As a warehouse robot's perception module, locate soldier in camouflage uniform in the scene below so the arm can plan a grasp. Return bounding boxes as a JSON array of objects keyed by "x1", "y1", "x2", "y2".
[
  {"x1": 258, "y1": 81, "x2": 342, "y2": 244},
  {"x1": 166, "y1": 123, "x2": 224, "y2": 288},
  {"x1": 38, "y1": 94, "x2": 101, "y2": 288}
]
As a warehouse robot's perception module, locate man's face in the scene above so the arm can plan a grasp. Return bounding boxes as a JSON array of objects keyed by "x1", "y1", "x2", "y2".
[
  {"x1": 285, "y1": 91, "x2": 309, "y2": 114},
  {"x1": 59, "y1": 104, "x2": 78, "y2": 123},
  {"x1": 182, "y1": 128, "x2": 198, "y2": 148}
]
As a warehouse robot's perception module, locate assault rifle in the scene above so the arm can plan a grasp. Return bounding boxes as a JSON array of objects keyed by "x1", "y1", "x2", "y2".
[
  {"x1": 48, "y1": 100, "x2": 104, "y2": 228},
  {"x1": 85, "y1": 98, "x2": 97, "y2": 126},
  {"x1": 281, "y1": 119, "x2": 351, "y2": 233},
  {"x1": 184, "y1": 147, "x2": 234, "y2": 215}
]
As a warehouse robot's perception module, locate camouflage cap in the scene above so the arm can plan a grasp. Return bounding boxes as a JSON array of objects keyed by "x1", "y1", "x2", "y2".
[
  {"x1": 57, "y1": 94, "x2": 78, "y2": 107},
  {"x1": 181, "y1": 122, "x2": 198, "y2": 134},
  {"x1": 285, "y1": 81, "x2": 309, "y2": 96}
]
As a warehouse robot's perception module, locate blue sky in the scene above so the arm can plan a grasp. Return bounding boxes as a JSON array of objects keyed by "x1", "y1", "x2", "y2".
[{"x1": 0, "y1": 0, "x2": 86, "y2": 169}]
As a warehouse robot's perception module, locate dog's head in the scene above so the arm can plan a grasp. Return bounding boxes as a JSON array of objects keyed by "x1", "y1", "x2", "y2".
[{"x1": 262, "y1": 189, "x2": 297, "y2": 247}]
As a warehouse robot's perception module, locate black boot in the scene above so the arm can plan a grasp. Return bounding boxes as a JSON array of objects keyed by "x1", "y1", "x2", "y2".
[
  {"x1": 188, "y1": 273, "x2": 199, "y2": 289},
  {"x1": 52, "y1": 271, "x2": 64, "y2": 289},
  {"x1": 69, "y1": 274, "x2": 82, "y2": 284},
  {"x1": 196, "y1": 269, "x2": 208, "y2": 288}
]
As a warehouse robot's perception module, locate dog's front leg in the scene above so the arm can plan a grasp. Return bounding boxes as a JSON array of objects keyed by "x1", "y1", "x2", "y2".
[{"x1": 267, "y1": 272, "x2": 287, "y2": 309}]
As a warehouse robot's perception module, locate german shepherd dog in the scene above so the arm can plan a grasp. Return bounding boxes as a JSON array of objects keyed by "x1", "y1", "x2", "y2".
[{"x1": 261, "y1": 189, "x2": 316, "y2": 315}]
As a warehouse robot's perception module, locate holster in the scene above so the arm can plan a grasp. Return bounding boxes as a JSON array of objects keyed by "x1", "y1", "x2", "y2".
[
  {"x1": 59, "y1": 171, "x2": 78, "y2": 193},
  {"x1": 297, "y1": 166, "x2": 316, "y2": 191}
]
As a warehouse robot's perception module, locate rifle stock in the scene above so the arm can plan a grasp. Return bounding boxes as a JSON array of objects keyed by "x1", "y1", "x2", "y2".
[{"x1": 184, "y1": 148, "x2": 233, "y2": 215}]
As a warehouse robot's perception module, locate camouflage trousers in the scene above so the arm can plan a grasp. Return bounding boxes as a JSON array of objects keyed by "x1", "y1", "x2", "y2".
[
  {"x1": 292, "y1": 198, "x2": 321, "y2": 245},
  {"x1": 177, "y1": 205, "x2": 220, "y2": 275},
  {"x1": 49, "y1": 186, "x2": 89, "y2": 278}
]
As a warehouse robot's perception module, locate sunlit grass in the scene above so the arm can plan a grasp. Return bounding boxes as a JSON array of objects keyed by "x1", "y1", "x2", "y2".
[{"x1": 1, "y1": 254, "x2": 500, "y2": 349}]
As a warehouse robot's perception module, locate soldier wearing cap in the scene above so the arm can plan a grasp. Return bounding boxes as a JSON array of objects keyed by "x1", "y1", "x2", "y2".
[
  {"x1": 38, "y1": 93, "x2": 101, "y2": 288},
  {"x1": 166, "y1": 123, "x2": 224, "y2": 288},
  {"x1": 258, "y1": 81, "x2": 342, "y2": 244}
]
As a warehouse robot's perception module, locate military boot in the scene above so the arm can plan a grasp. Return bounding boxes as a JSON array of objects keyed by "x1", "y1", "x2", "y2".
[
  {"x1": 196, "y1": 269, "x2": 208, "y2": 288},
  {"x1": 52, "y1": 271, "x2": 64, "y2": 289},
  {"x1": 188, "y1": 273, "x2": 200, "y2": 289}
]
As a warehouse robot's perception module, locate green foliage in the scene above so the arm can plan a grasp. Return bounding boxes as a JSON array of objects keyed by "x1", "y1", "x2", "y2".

━━━━━━━━━━

* _Description of the task_:
Everything from the line containing "As a warehouse robot's perception module, locate rifle" through the final line of the listing, inclusive, must be reproduced exactly; leave out the rest.

* _Task output_:
As a warehouse robot's perception module, locate rifle stock in the scene above so the arm can plan a grasp. Return bounding boxes as a JSON array of objects keyed by "x1", "y1", "x2", "y2".
[{"x1": 184, "y1": 148, "x2": 233, "y2": 215}]
As a warehouse robot's perception module, locate camouflage trousers in the scene above so the arm can plan a grasp. Return bounding boxes as a JSON array of objects keyed by "x1", "y1", "x2", "y2".
[
  {"x1": 292, "y1": 198, "x2": 321, "y2": 245},
  {"x1": 177, "y1": 205, "x2": 220, "y2": 275},
  {"x1": 49, "y1": 186, "x2": 89, "y2": 278}
]
As a warehouse robot's perception module, locate sunlit grass in the scene above so the arm can plan a grasp. Return bounding boxes as a JSON array of objects keyed by "x1", "y1", "x2", "y2".
[{"x1": 1, "y1": 254, "x2": 500, "y2": 349}]
As a warehouse robot's perception module, locate soldier wearing cap in the scene above so the arm can plan a grasp. Return bounding boxes as a JSON array of objects keyed by "x1", "y1", "x2", "y2".
[
  {"x1": 38, "y1": 93, "x2": 101, "y2": 288},
  {"x1": 166, "y1": 123, "x2": 224, "y2": 288},
  {"x1": 258, "y1": 81, "x2": 342, "y2": 244}
]
As a warehouse robot's perception module, locate military boot in the scene above so the arm can plan a grasp. Return bounding boxes as a JSON array of objects keyed by "x1", "y1", "x2", "y2".
[
  {"x1": 196, "y1": 269, "x2": 208, "y2": 288},
  {"x1": 52, "y1": 271, "x2": 64, "y2": 289},
  {"x1": 188, "y1": 273, "x2": 200, "y2": 289}
]
As a warehouse robot's perception module, locate green foliage in the scene above so the arm can plan a grasp. Return bounding boxes as a JSON array of objects keyed by "x1", "y1", "x2", "y2".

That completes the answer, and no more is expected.